** start of Source records **

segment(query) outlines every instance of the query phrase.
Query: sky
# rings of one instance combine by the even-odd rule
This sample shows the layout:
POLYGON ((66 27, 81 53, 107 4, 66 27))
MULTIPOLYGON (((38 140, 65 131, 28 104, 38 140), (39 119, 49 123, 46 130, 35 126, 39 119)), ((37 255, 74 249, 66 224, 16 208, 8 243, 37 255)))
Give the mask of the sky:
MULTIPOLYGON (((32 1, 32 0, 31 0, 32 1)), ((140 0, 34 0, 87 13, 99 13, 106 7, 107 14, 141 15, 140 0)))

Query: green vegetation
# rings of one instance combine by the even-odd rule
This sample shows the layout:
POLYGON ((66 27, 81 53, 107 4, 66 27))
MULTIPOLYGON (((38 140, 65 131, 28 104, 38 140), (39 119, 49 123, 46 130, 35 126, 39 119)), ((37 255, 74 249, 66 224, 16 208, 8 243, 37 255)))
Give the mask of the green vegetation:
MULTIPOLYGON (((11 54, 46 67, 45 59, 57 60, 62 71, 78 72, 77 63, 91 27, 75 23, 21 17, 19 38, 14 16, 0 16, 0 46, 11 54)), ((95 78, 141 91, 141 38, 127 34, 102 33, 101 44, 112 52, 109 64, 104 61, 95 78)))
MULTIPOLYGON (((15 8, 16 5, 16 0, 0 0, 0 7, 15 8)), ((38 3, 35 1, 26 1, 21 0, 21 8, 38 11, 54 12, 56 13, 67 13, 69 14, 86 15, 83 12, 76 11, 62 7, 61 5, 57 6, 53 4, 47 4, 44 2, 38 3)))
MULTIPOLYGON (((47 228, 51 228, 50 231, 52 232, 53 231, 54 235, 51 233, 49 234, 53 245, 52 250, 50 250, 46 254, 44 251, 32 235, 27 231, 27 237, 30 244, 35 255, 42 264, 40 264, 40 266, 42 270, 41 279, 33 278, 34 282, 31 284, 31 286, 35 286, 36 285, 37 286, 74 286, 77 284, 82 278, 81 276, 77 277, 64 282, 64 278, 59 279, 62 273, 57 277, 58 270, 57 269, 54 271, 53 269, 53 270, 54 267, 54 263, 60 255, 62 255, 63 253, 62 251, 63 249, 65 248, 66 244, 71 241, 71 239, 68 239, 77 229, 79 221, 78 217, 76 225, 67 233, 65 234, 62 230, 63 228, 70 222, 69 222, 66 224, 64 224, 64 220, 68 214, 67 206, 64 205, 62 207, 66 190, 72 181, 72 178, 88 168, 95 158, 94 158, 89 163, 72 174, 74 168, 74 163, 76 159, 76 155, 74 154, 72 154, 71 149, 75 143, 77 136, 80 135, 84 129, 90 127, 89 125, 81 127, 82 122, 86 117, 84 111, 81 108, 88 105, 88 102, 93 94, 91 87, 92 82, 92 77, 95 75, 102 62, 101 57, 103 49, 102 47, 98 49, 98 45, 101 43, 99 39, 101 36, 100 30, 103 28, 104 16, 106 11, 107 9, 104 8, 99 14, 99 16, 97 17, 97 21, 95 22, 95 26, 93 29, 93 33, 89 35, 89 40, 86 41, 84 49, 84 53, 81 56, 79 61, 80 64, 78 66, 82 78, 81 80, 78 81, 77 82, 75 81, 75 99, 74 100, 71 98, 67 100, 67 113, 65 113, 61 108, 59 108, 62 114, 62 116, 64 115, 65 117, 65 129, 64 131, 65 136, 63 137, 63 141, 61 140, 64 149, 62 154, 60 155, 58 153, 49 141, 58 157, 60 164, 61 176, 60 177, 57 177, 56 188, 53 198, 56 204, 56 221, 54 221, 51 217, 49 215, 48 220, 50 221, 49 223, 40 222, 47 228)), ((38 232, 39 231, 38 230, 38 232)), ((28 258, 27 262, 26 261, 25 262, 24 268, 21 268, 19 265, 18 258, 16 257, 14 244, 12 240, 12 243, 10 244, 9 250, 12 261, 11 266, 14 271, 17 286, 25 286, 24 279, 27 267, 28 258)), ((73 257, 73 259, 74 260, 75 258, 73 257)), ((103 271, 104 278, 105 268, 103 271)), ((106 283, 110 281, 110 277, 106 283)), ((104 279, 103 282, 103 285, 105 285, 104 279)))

** end of Source records **

What this task involves: Return the lines of the listing unchanged, starting at the line that contains "Query: green vegetation" and ending at the line that contains "MULTIPOLYGON (((15 8, 16", with both of those lines included.

Correct answer:
Query: green vegetation
# rings of one instance combine by the even-odd rule
This sample shows the layout:
POLYGON ((66 27, 81 53, 107 4, 66 27))
MULTIPOLYGON (((38 140, 65 131, 28 104, 38 140), (39 119, 49 123, 46 130, 35 126, 39 119)), ((37 255, 74 249, 66 224, 16 208, 8 243, 37 255)))
Give the mask of the green vegetation:
MULTIPOLYGON (((11 54, 46 67, 45 59, 57 60, 62 71, 78 72, 77 63, 91 27, 75 23, 21 17, 19 38, 14 16, 0 16, 0 46, 11 54)), ((95 78, 141 91, 141 38, 127 34, 102 33, 101 44, 112 52, 109 64, 104 61, 95 78)))
MULTIPOLYGON (((15 8, 16 5, 16 0, 0 0, 0 7, 15 8)), ((38 3, 35 1, 26 1, 21 0, 21 8, 38 11, 54 12, 56 13, 67 13, 69 14, 86 15, 83 12, 76 11, 62 7, 61 5, 57 6, 53 4, 47 4, 44 2, 38 3)))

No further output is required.